• _Extracted material_:
-*-
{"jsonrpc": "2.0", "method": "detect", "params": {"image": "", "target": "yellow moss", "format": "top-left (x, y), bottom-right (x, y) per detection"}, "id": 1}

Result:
-*-
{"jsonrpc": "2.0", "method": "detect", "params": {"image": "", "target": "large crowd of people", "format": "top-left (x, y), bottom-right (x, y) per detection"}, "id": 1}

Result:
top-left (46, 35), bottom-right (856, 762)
-*-
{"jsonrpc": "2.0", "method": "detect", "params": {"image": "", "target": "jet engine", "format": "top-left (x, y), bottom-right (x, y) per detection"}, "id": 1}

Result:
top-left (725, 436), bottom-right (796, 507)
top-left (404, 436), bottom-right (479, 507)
-*-
• _Directive_:
Filter the listing above and copy each line that contains the string "detection", matching case exactly.

• _Answer_:
{"jsonrpc": "2.0", "method": "detect", "params": {"image": "", "target": "yellow moss", "format": "top-left (x, y), bottom-right (x, y) per detection"}, "id": 1}
{"jsonrpc": "2.0", "method": "detect", "params": {"image": "", "target": "large crowd of people", "format": "top-left (x, y), bottom-right (x, y) per detection"}, "id": 1}
{"jsonrpc": "2.0", "method": "detect", "params": {"image": "", "target": "jet engine", "format": "top-left (x, y), bottom-right (x, y) per detection"}, "id": 1}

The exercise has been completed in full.